RECORDS FOR THIS EXERCISE:
+ + + + +
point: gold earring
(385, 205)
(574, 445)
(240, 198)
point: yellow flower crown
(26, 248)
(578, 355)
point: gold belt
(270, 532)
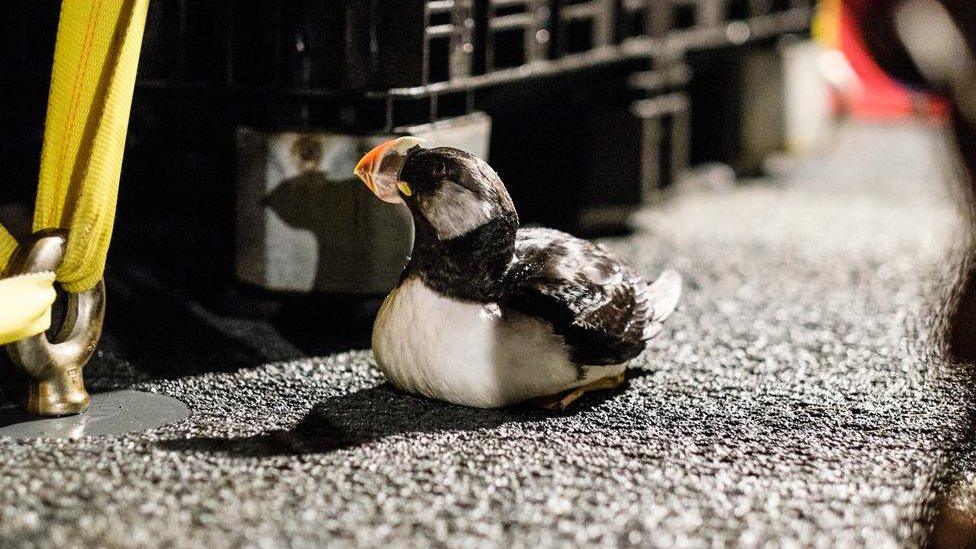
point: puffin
(489, 314)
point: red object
(878, 96)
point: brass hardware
(55, 367)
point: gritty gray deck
(797, 395)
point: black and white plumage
(487, 314)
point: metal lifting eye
(55, 365)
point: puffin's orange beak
(380, 167)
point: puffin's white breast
(468, 353)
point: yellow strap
(26, 309)
(92, 81)
(88, 114)
(7, 247)
(826, 23)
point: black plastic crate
(582, 26)
(515, 33)
(308, 44)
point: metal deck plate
(111, 413)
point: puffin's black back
(594, 301)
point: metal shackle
(56, 387)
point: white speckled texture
(794, 396)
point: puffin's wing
(602, 308)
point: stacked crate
(603, 82)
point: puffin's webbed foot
(560, 401)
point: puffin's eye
(439, 170)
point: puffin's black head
(449, 192)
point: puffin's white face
(451, 191)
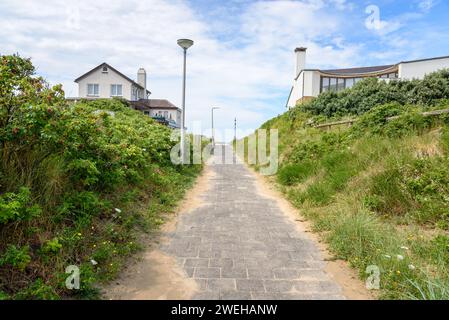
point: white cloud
(427, 5)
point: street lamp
(184, 44)
(213, 130)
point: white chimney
(142, 80)
(300, 63)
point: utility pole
(184, 44)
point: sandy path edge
(152, 274)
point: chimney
(300, 60)
(142, 80)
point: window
(116, 90)
(350, 83)
(93, 89)
(333, 84)
(324, 84)
(340, 84)
(393, 76)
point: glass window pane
(340, 84)
(349, 83)
(325, 84)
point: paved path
(240, 245)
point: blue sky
(242, 59)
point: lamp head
(185, 43)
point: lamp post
(213, 130)
(184, 44)
(235, 141)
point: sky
(242, 60)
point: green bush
(291, 174)
(65, 170)
(15, 257)
(18, 206)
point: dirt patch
(353, 288)
(154, 275)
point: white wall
(105, 80)
(417, 70)
(307, 85)
(312, 82)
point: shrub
(17, 207)
(291, 174)
(372, 92)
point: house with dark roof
(309, 83)
(104, 81)
(161, 110)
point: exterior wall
(104, 80)
(312, 84)
(417, 70)
(175, 114)
(305, 87)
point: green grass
(378, 193)
(78, 185)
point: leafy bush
(64, 172)
(372, 92)
(18, 207)
(291, 174)
(18, 258)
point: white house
(161, 110)
(104, 81)
(309, 83)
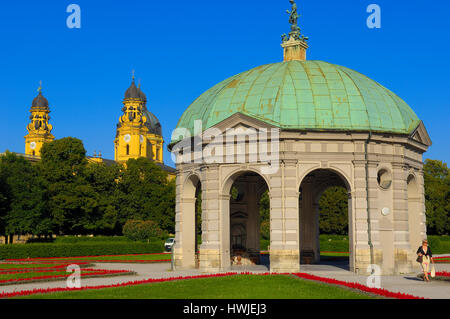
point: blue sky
(181, 48)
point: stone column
(184, 249)
(284, 219)
(362, 251)
(214, 224)
(253, 217)
(403, 257)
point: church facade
(138, 133)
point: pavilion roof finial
(294, 44)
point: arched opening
(247, 191)
(190, 235)
(414, 216)
(325, 217)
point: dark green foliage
(144, 193)
(139, 230)
(437, 197)
(337, 243)
(89, 239)
(64, 194)
(19, 251)
(72, 200)
(333, 211)
(264, 207)
(22, 196)
(264, 244)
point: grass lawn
(233, 287)
(20, 266)
(140, 258)
(14, 277)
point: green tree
(140, 230)
(333, 211)
(437, 189)
(104, 218)
(72, 200)
(24, 209)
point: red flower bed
(442, 259)
(85, 272)
(336, 252)
(443, 273)
(76, 261)
(381, 292)
(50, 266)
(354, 285)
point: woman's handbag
(433, 272)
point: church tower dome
(139, 132)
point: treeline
(333, 206)
(64, 194)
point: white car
(169, 243)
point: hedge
(87, 239)
(19, 251)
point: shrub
(334, 243)
(265, 229)
(139, 230)
(88, 239)
(19, 251)
(264, 244)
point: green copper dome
(304, 95)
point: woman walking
(424, 258)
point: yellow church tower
(39, 130)
(139, 132)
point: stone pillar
(253, 218)
(284, 219)
(309, 222)
(362, 251)
(215, 223)
(184, 249)
(403, 257)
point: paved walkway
(407, 283)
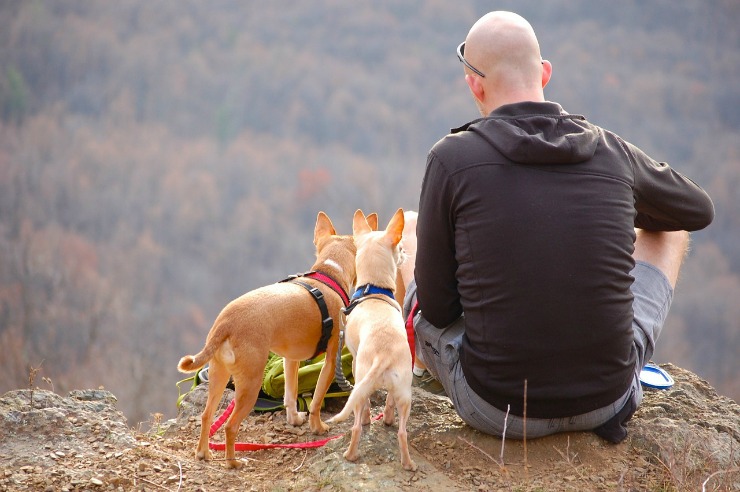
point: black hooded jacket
(526, 225)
+ + + + +
TRY IT:
The result should be an exact repetition of all the records. Drop the pictures.

ANSWER SPACE:
point: gold earring
(385, 205)
(574, 445)
(240, 198)
point: yellow flower crown
(26, 248)
(578, 355)
point: gold belt
(270, 532)
point: puffin
(489, 314)
point: red object
(878, 96)
point: brass hardware
(55, 367)
point: gritty gray deck
(797, 395)
point: black and white plumage
(487, 314)
point: metal lifting eye
(55, 365)
point: puffin's orange beak
(380, 167)
point: puffin's white breast
(468, 353)
point: yellow strap
(26, 309)
(92, 81)
(88, 114)
(7, 247)
(826, 23)
point: black plastic crate
(582, 26)
(515, 33)
(308, 44)
point: metal deck plate
(111, 413)
point: puffin's black back
(594, 301)
point: metal shackle
(56, 387)
point: white speckled texture
(794, 396)
point: puffin's wing
(602, 308)
point: stacked crate
(603, 82)
point: puffin's webbed foot
(560, 401)
point: puffin's eye
(439, 170)
point: puffin's black head
(449, 192)
point: puffin's white face
(451, 191)
point: white cloud
(427, 5)
point: street lamp
(184, 44)
(213, 130)
point: white chimney
(142, 80)
(300, 63)
point: utility pole
(184, 44)
point: sandy path edge
(152, 274)
point: chimney
(300, 60)
(142, 80)
point: window
(116, 90)
(350, 83)
(93, 89)
(333, 84)
(324, 84)
(340, 84)
(393, 76)
point: glass window pane
(340, 84)
(349, 83)
(325, 84)
point: paved path
(240, 245)
point: blue sky
(242, 59)
point: lamp head
(185, 43)
point: lamp post
(213, 130)
(184, 44)
(235, 141)
point: sky
(242, 60)
point: green bush
(291, 174)
(65, 170)
(15, 257)
(18, 206)
point: dirt patch
(353, 288)
(154, 275)
point: white wall
(105, 80)
(417, 70)
(307, 85)
(312, 82)
point: shrub
(17, 207)
(291, 174)
(372, 92)
point: house with dark roof
(309, 83)
(104, 81)
(161, 110)
point: exterior wall
(104, 80)
(312, 84)
(417, 70)
(175, 114)
(305, 87)
point: green grass
(378, 193)
(78, 185)
point: leafy bush
(64, 172)
(372, 92)
(18, 207)
(291, 174)
(18, 258)
point: white house
(161, 110)
(104, 81)
(309, 83)
point: blue sky
(181, 48)
point: stone column
(184, 249)
(284, 219)
(362, 251)
(214, 224)
(253, 217)
(403, 257)
point: church facade
(138, 133)
point: pavilion roof finial
(294, 44)
point: arched opening
(247, 191)
(190, 235)
(414, 216)
(325, 217)
point: dark green foliage
(144, 193)
(139, 230)
(437, 197)
(337, 243)
(89, 239)
(64, 194)
(19, 251)
(72, 200)
(333, 211)
(264, 207)
(22, 196)
(264, 244)
point: grass lawn
(233, 287)
(20, 266)
(140, 258)
(14, 277)
point: green tree
(140, 230)
(333, 211)
(437, 189)
(104, 218)
(72, 200)
(24, 209)
point: red flower bed
(442, 259)
(85, 272)
(336, 252)
(443, 273)
(76, 261)
(381, 292)
(50, 266)
(354, 285)
point: woman's handbag
(433, 272)
point: church tower dome
(139, 132)
point: treeline
(333, 206)
(64, 194)
point: white car
(169, 243)
point: hedge
(87, 239)
(19, 251)
point: shrub
(334, 243)
(265, 229)
(139, 230)
(88, 239)
(19, 251)
(264, 244)
point: green copper dome
(304, 95)
point: woman walking
(424, 258)
point: yellow church tower
(39, 130)
(139, 132)
point: stone pillar
(253, 218)
(284, 219)
(309, 222)
(362, 251)
(215, 223)
(184, 249)
(403, 257)
point: paved walkway
(407, 283)
point: black hooded jacket
(526, 225)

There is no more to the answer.